▶ [TASK DESCRIPTION]
Reprint all entries without any alteration.

▶ [Collected data entries]

════

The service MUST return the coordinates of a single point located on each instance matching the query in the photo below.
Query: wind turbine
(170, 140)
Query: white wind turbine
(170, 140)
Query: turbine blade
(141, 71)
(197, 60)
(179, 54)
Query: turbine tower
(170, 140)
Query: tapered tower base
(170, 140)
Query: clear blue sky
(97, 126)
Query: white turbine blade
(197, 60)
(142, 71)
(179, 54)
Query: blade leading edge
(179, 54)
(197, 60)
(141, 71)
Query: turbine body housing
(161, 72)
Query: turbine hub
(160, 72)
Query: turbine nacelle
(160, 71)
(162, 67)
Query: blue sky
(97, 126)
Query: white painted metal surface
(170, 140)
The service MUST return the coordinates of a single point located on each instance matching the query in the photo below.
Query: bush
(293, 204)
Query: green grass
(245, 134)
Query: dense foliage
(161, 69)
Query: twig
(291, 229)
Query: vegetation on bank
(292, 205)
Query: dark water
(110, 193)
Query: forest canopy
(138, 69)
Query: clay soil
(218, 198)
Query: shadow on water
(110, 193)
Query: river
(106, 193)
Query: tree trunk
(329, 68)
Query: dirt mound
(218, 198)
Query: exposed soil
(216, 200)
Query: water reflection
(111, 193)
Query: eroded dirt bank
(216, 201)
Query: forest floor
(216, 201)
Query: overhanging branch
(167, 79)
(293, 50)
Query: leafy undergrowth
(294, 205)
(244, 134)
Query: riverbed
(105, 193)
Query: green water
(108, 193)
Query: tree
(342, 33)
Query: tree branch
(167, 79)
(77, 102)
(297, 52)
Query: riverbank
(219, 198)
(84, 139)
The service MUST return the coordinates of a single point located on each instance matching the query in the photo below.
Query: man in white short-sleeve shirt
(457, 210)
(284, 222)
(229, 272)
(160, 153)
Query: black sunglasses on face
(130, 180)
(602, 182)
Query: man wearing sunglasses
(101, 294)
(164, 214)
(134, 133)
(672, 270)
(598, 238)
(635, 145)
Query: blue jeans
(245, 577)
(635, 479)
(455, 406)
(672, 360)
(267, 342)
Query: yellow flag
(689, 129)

════

▶ [RESPONSE AREA]
The service MUST return the coordinates of a single point located on each instance matching the query in the photo below.
Query: wind turbine
(170, 140)
Query: white wind turbine
(170, 140)
Query: turbine blade
(141, 71)
(197, 60)
(179, 54)
Query: turbine tower
(170, 140)
Query: tapered tower base
(170, 140)
Query: clear blue sky
(97, 126)
Query: white turbine blade
(197, 60)
(142, 71)
(179, 54)
Query: blade leading edge
(179, 54)
(197, 60)
(141, 71)
Query: turbine body housing
(161, 72)
Query: turbine hub
(160, 72)
Query: turbine nacelle
(160, 71)
(162, 67)
Query: blue sky
(97, 126)
Query: white painted metal surface
(170, 140)
The service MUST return the coordinates of a single point located on each instance matching the query in the photo below.
Query: bush
(293, 204)
Query: green grass
(245, 134)
Query: dense foliage
(161, 69)
Query: twig
(291, 229)
Query: vegetation on bank
(292, 205)
Query: dark water
(110, 193)
Query: forest canopy
(138, 69)
Query: clay soil
(218, 198)
Query: shadow on water
(110, 193)
Query: river
(106, 193)
Query: tree trunk
(329, 68)
Query: dirt mound
(218, 198)
Query: exposed soil
(216, 200)
Query: water reflection
(111, 193)
Query: eroded dirt bank
(216, 201)
Query: forest floor
(216, 201)
Query: overhanging branch
(167, 79)
(293, 50)
Query: leafy undergrowth
(294, 205)
(244, 134)
Query: riverbed
(105, 193)
Query: green water
(108, 193)
Query: tree
(342, 33)
Query: tree branch
(167, 79)
(77, 102)
(297, 52)
Query: riverbank
(219, 198)
(84, 139)
The service MUST return the coordinates of a single point located on each instance matching the query in the photo below.
Query: man in white short-sleeve shirt
(457, 210)
(284, 222)
(229, 272)
(160, 153)
Query: black sunglasses on face
(130, 180)
(602, 182)
Query: man wearing sunglasses
(101, 294)
(164, 214)
(134, 133)
(672, 270)
(598, 238)
(635, 145)
Query: blue jeans
(245, 577)
(635, 479)
(455, 406)
(672, 360)
(267, 342)
Query: yellow flag
(689, 129)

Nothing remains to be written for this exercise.